■ **WORK REQUEST**
In the records below, how many lines hold the word "road"? Give only the number.

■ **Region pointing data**
╭──
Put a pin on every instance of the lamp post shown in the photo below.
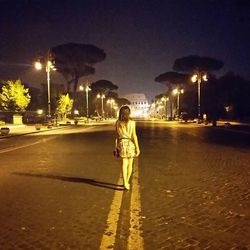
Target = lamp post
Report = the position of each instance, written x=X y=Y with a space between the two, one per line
x=110 y=102
x=178 y=92
x=49 y=67
x=165 y=99
x=101 y=96
x=87 y=89
x=198 y=77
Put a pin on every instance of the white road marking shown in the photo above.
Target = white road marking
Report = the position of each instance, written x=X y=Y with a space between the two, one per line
x=135 y=240
x=108 y=238
x=26 y=145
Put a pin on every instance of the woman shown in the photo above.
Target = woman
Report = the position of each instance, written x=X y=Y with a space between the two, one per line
x=126 y=143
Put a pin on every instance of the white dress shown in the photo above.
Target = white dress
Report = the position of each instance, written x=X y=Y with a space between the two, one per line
x=124 y=141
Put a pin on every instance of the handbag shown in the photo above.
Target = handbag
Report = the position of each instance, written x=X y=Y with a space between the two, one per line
x=116 y=153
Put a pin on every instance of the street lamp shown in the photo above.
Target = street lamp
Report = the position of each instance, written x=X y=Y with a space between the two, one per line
╰──
■ **ANSWER AREA**
2